(Stored data entries)
+++
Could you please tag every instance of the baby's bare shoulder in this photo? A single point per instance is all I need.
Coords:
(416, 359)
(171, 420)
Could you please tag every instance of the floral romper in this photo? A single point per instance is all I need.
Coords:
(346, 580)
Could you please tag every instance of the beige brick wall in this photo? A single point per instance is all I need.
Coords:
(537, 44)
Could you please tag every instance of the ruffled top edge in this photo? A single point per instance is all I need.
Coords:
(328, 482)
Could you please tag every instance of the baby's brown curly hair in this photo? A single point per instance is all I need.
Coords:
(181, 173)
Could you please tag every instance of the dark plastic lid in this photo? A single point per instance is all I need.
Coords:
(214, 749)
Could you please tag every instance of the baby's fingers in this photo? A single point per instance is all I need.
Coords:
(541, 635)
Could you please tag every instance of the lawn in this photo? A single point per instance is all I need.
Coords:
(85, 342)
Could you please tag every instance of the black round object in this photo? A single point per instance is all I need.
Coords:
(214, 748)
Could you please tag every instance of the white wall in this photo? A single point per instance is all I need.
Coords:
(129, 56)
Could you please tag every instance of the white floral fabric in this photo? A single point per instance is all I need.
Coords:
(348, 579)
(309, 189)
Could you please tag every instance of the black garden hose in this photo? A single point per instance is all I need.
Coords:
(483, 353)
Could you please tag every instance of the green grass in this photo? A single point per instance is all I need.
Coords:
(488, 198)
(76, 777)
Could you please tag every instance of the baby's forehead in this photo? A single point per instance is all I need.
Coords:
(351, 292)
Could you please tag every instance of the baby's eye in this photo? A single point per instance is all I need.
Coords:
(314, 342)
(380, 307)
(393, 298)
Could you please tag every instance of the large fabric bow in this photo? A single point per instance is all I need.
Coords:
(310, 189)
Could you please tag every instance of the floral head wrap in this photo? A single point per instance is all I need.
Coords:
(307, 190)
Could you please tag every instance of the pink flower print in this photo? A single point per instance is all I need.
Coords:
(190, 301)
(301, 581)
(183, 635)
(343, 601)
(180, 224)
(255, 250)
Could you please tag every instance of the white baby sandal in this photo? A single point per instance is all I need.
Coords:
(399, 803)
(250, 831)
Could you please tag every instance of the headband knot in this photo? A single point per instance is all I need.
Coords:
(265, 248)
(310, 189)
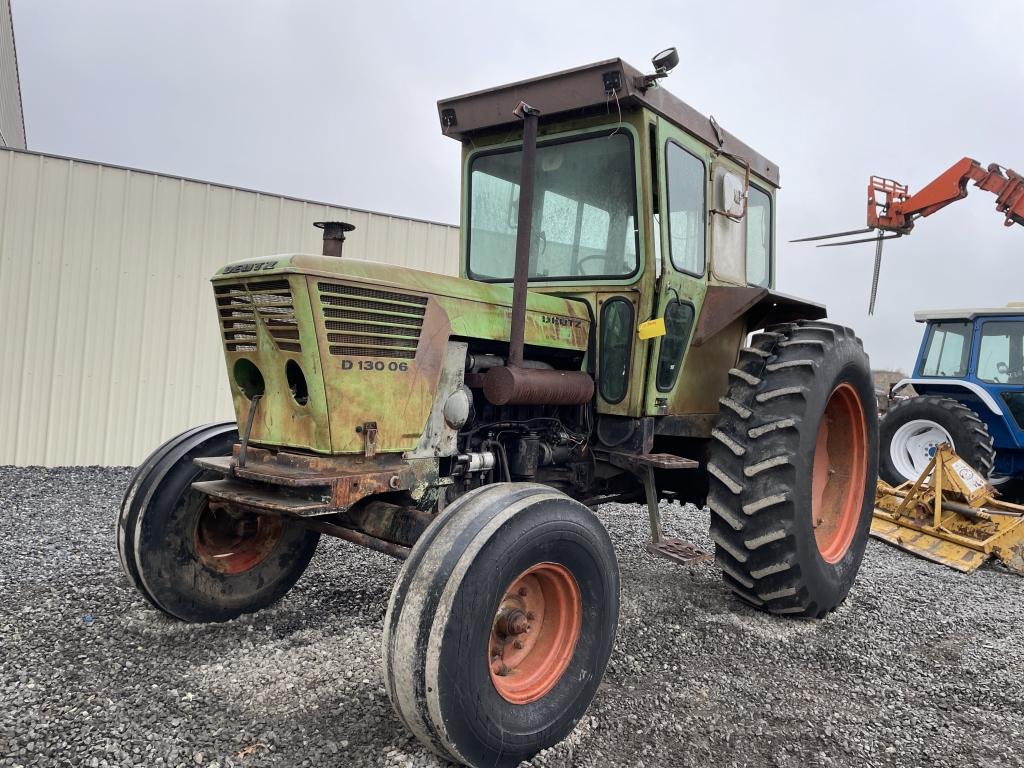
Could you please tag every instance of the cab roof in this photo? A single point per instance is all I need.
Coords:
(1013, 308)
(598, 87)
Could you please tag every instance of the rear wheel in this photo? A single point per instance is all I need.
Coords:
(501, 624)
(793, 469)
(911, 430)
(197, 560)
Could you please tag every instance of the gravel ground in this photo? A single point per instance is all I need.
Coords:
(922, 666)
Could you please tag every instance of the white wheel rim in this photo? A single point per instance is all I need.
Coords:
(913, 445)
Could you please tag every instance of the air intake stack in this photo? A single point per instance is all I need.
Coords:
(334, 236)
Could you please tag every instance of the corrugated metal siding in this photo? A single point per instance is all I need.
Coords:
(110, 342)
(11, 122)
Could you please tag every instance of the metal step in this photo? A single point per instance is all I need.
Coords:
(679, 550)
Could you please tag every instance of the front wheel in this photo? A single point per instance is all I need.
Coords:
(501, 624)
(196, 559)
(911, 430)
(793, 469)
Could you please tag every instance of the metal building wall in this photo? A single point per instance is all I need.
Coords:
(11, 122)
(110, 338)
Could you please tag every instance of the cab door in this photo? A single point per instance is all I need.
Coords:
(999, 370)
(683, 183)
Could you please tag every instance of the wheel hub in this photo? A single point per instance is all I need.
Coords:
(233, 542)
(913, 444)
(838, 479)
(535, 632)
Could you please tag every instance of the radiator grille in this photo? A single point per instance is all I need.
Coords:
(368, 323)
(241, 304)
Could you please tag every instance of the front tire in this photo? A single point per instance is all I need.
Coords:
(911, 429)
(501, 624)
(793, 469)
(199, 561)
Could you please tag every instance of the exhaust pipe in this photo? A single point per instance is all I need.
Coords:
(334, 236)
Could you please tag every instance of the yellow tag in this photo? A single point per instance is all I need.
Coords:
(651, 329)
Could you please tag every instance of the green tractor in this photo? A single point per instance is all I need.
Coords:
(614, 336)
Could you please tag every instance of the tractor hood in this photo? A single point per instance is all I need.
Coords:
(334, 343)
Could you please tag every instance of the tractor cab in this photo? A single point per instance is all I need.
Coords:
(641, 208)
(974, 357)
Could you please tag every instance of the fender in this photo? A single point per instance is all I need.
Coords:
(975, 389)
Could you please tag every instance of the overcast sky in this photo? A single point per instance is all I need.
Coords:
(336, 101)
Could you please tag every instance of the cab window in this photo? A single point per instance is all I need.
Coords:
(1000, 353)
(687, 209)
(948, 349)
(759, 238)
(678, 324)
(616, 346)
(584, 217)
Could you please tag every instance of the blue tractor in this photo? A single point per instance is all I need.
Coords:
(970, 384)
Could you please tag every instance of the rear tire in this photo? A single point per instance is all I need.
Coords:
(793, 468)
(910, 430)
(454, 672)
(196, 561)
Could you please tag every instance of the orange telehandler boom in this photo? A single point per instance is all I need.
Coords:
(891, 208)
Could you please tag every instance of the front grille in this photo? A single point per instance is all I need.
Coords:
(368, 323)
(269, 301)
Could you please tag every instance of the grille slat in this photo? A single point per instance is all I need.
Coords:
(243, 305)
(370, 323)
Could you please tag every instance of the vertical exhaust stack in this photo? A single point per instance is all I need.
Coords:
(334, 236)
(512, 384)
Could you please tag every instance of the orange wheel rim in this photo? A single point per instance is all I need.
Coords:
(534, 633)
(232, 543)
(838, 479)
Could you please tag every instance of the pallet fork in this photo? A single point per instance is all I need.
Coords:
(950, 515)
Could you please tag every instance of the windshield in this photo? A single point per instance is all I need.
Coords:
(948, 349)
(584, 211)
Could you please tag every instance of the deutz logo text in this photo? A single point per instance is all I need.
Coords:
(555, 321)
(254, 267)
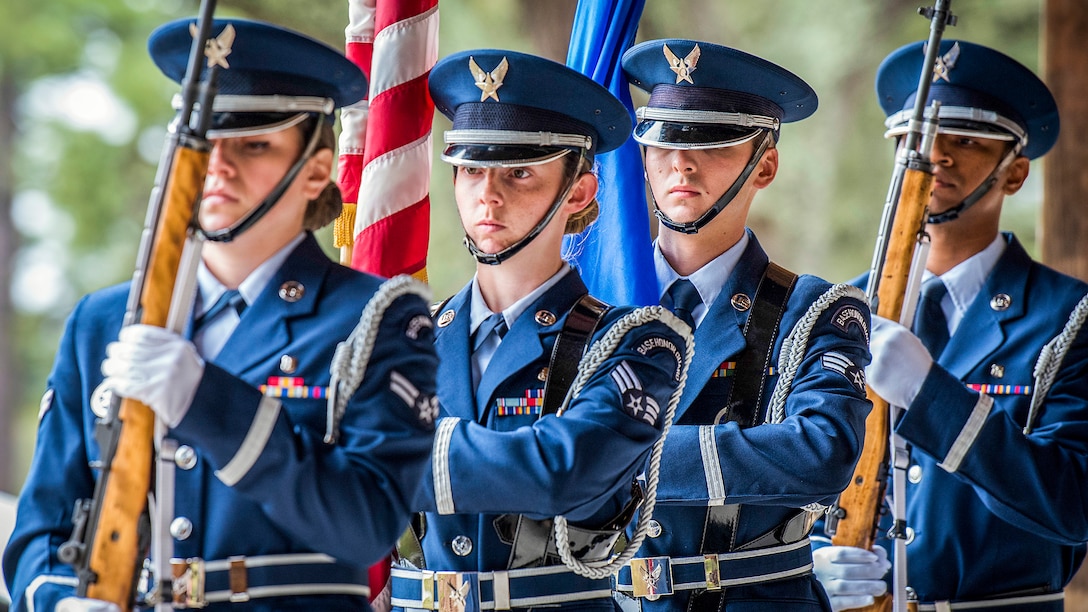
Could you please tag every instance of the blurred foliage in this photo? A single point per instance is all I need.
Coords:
(819, 216)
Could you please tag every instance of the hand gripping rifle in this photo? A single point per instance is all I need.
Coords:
(894, 278)
(111, 533)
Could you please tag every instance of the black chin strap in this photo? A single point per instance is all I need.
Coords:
(980, 191)
(233, 231)
(496, 258)
(694, 227)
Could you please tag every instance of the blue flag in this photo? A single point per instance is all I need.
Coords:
(614, 255)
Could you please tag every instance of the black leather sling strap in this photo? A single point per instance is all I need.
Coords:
(568, 350)
(745, 396)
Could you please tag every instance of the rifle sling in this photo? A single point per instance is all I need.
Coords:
(568, 350)
(745, 396)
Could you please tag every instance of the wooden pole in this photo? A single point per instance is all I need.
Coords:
(1064, 220)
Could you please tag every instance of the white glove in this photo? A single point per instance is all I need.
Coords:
(851, 576)
(900, 363)
(157, 367)
(84, 604)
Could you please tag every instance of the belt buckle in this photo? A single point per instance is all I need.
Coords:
(188, 583)
(455, 592)
(427, 590)
(651, 577)
(712, 572)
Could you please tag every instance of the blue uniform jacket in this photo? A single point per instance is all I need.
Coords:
(263, 481)
(992, 511)
(770, 469)
(580, 465)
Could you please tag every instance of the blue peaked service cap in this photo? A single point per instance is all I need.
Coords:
(704, 95)
(275, 77)
(511, 109)
(983, 93)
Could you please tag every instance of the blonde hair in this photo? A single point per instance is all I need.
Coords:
(579, 221)
(326, 207)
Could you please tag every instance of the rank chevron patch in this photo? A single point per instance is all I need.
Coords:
(841, 364)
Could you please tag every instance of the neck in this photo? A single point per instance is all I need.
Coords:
(688, 253)
(233, 261)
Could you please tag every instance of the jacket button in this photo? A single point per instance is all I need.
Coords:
(181, 528)
(914, 474)
(653, 528)
(1001, 302)
(461, 546)
(292, 291)
(185, 457)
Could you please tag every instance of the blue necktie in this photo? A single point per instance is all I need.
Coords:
(493, 323)
(231, 298)
(682, 298)
(929, 322)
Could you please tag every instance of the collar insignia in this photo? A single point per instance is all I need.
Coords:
(217, 49)
(489, 82)
(946, 63)
(682, 68)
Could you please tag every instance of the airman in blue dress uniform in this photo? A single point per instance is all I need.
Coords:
(275, 515)
(996, 506)
(505, 462)
(771, 419)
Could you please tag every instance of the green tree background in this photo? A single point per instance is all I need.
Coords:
(83, 113)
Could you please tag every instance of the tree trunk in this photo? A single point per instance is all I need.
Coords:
(9, 381)
(1063, 221)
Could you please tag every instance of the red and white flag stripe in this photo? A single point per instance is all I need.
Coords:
(392, 227)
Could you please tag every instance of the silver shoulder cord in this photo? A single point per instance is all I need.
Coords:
(1050, 360)
(591, 362)
(353, 355)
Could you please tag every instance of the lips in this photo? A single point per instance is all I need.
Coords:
(489, 225)
(683, 191)
(218, 196)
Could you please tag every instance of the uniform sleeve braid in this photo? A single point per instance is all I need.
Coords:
(597, 354)
(353, 355)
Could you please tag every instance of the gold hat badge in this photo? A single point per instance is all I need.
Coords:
(682, 68)
(489, 82)
(217, 49)
(946, 63)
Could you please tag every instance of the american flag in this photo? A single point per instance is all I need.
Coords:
(385, 143)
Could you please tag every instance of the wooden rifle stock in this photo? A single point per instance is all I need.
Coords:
(855, 518)
(115, 551)
(112, 531)
(860, 503)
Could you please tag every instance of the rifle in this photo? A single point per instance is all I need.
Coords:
(894, 277)
(112, 529)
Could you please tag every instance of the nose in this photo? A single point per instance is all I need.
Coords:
(219, 161)
(487, 188)
(683, 161)
(939, 155)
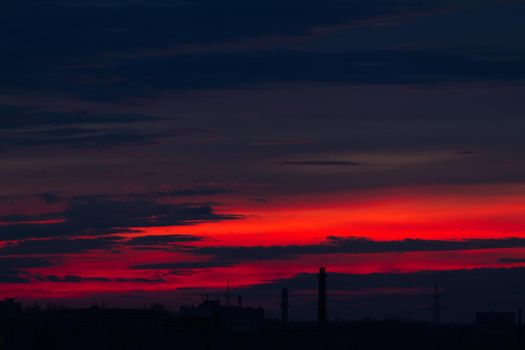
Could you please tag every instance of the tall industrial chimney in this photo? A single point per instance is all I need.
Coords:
(284, 306)
(321, 307)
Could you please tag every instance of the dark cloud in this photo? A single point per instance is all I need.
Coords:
(334, 163)
(140, 280)
(343, 245)
(70, 279)
(511, 260)
(99, 216)
(49, 198)
(23, 263)
(81, 279)
(15, 117)
(58, 246)
(162, 240)
(152, 40)
(395, 295)
(12, 270)
(198, 191)
(183, 265)
(80, 137)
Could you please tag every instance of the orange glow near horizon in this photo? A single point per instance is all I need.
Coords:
(394, 215)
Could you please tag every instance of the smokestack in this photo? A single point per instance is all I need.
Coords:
+++
# ASSIGNMENT
Restate word for word the lines of the data above, starting at the line containing "Could you please tag every instance of the metal building" and ending at the line containing "Could you please tag every instance of the radiator", both included, and nothing more.

# WRITTEN SOLUTION
Could you please tag every instance of the metal building wall in this photo? A single point per instance is all I need.
Coords:
(11, 122)
(110, 338)
Could you please tag every instance of the cab door in this photo? A single point per instance is all I need.
Coords:
(999, 370)
(683, 183)
Could you please tag every instance of the wheel hub in this photo? A single point per instance is all I need.
Coords:
(233, 542)
(913, 444)
(838, 479)
(535, 632)
Could you please tag every instance of the radiator grille in this photo? A single point per instance is all I need.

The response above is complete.